● **Required work**
Check each line of the entries for "sofa" and report the ones that have it.

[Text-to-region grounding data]

+-------+

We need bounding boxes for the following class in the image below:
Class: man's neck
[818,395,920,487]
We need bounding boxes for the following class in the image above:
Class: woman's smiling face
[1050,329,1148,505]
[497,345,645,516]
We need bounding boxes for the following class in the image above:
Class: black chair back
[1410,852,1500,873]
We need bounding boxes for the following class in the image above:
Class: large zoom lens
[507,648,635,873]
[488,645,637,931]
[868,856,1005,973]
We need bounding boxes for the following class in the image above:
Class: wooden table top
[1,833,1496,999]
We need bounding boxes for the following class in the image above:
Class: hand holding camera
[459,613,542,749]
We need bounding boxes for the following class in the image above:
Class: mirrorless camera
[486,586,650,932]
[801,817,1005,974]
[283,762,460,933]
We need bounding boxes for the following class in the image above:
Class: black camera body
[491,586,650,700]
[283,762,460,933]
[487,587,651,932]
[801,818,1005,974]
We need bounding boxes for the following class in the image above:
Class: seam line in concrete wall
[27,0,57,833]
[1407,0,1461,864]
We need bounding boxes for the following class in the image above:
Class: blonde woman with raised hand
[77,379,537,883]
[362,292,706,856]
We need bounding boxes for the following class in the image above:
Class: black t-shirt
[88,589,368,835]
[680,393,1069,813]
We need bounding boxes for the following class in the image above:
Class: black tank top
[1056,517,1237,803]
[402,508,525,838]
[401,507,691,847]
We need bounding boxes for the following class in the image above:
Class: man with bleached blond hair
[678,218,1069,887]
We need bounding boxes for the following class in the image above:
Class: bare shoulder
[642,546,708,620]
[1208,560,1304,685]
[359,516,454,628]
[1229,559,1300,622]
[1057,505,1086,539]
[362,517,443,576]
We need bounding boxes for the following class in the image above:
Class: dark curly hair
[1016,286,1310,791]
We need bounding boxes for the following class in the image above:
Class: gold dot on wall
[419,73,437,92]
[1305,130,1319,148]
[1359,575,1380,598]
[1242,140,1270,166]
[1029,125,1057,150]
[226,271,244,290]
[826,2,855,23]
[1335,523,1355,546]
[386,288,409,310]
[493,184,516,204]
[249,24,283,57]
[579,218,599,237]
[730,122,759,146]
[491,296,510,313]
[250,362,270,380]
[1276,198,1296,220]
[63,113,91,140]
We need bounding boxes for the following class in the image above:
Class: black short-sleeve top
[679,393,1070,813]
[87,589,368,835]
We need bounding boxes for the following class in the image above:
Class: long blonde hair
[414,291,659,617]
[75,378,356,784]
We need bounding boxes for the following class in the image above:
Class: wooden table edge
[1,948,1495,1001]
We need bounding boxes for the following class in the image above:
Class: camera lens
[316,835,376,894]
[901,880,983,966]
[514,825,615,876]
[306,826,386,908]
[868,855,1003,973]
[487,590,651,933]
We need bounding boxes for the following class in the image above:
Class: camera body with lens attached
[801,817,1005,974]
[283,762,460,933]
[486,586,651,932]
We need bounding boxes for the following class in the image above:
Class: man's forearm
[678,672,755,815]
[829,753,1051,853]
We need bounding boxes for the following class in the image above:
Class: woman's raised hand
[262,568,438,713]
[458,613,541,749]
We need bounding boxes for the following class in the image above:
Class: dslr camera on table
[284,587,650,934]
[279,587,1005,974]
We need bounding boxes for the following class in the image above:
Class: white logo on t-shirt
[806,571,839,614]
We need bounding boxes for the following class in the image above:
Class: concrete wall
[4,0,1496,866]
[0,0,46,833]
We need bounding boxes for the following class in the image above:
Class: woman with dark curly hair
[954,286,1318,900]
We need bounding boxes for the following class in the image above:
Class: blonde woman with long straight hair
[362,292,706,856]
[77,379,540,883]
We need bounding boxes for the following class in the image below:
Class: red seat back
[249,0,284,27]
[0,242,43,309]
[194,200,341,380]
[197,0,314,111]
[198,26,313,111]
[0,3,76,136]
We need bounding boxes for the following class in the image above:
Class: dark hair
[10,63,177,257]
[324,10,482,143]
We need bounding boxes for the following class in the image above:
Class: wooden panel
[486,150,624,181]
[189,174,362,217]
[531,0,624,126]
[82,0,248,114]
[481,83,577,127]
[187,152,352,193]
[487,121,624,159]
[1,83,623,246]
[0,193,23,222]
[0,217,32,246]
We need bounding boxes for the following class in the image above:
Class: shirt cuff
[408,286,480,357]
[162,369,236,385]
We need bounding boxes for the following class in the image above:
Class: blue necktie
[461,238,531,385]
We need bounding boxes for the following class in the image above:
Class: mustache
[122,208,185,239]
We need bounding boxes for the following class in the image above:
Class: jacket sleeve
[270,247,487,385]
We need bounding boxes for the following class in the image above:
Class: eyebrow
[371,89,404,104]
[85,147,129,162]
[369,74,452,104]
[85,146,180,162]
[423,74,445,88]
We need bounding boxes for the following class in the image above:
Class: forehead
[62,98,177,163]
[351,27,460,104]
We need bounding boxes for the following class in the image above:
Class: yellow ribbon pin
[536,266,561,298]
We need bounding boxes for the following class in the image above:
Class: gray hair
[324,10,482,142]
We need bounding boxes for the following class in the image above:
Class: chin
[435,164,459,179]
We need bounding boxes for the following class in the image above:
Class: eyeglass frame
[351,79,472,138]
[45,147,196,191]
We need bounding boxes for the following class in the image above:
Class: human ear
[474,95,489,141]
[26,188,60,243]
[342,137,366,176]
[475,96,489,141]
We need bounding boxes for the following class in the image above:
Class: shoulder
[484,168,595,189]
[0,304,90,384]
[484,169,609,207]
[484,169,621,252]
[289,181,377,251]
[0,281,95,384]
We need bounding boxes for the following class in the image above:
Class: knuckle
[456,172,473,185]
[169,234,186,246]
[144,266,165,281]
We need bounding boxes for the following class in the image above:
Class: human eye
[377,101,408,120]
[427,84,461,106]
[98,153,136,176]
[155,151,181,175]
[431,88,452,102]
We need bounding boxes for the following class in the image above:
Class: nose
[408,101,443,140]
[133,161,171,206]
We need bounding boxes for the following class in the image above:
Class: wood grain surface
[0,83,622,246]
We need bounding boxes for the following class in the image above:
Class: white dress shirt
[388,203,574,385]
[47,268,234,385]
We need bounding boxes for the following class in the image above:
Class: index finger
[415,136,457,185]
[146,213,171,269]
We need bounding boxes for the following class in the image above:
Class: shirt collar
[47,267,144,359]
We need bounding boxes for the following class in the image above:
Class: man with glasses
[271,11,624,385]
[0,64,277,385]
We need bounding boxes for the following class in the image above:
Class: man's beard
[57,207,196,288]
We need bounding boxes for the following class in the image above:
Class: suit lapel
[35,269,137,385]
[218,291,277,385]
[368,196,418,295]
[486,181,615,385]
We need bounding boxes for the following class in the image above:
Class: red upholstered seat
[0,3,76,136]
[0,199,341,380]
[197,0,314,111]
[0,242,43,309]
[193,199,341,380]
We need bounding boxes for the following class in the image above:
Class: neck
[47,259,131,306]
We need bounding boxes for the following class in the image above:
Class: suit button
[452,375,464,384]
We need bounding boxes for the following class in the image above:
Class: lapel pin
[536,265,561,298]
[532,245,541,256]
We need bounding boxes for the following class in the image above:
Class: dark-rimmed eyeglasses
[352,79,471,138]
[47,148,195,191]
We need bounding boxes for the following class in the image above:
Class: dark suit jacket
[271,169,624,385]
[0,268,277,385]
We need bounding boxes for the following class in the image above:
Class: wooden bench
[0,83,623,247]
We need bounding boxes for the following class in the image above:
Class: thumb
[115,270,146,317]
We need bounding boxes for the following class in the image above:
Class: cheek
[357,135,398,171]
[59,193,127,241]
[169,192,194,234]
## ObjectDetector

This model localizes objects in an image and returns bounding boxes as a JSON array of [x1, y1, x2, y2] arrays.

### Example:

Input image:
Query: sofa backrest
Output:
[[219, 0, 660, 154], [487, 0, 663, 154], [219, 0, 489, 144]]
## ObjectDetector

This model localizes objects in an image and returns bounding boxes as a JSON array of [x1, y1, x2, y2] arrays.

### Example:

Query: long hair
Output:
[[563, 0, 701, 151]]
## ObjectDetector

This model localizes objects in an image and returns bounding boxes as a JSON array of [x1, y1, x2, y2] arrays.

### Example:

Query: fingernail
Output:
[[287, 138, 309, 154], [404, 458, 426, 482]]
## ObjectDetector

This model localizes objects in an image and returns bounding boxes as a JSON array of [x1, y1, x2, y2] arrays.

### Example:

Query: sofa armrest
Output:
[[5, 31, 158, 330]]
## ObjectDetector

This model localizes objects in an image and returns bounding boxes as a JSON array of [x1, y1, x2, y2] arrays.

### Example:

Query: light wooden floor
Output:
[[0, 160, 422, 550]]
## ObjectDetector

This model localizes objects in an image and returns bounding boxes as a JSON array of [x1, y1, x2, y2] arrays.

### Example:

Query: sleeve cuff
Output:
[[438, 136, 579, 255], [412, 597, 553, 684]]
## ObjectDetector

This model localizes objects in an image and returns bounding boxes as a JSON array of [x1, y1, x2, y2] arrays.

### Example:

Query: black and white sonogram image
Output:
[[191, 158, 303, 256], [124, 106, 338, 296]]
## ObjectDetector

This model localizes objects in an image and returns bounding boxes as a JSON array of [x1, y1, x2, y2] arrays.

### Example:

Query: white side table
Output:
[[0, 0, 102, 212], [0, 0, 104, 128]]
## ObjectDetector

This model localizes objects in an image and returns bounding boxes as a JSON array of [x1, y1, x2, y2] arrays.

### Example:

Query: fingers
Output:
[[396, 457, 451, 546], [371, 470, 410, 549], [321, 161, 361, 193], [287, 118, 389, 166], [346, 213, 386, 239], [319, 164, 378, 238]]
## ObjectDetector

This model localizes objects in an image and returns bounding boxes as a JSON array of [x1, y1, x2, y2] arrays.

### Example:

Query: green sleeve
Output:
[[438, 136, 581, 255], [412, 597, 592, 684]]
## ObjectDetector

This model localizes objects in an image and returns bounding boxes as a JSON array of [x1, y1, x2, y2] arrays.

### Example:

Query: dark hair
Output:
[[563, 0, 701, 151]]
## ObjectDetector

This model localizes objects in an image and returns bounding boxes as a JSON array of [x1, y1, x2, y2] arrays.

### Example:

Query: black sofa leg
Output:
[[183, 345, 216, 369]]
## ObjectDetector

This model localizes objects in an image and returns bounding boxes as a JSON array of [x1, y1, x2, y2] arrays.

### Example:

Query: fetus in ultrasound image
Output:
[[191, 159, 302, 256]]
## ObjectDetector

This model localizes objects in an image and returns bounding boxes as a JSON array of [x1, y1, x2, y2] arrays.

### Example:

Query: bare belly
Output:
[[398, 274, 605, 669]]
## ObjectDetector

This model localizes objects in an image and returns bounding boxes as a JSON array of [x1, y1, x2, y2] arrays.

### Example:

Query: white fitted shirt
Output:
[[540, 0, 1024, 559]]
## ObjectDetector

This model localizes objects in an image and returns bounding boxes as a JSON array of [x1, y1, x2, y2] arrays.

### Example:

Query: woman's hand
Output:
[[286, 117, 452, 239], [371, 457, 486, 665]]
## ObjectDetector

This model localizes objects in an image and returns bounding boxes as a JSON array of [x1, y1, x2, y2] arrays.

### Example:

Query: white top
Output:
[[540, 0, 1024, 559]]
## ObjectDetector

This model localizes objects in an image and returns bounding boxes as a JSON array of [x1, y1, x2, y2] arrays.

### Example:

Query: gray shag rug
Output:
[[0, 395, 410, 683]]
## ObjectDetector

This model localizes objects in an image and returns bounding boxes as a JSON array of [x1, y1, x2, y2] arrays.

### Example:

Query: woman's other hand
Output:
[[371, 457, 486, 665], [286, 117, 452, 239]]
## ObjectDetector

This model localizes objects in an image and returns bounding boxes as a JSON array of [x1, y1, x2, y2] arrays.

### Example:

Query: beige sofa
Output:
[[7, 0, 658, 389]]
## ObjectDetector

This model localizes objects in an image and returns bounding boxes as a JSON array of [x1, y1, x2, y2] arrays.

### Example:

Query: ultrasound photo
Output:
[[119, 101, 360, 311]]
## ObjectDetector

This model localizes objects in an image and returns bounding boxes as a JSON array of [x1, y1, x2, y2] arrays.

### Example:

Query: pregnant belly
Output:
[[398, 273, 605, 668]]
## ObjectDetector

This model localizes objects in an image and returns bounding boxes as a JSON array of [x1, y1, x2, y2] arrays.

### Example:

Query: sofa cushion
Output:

+-------+

● **Expected answer**
Query: sofa backrest
Query: sofa armrest
Query: black sofa leg
Query: beige sofa
Query: sofa cushion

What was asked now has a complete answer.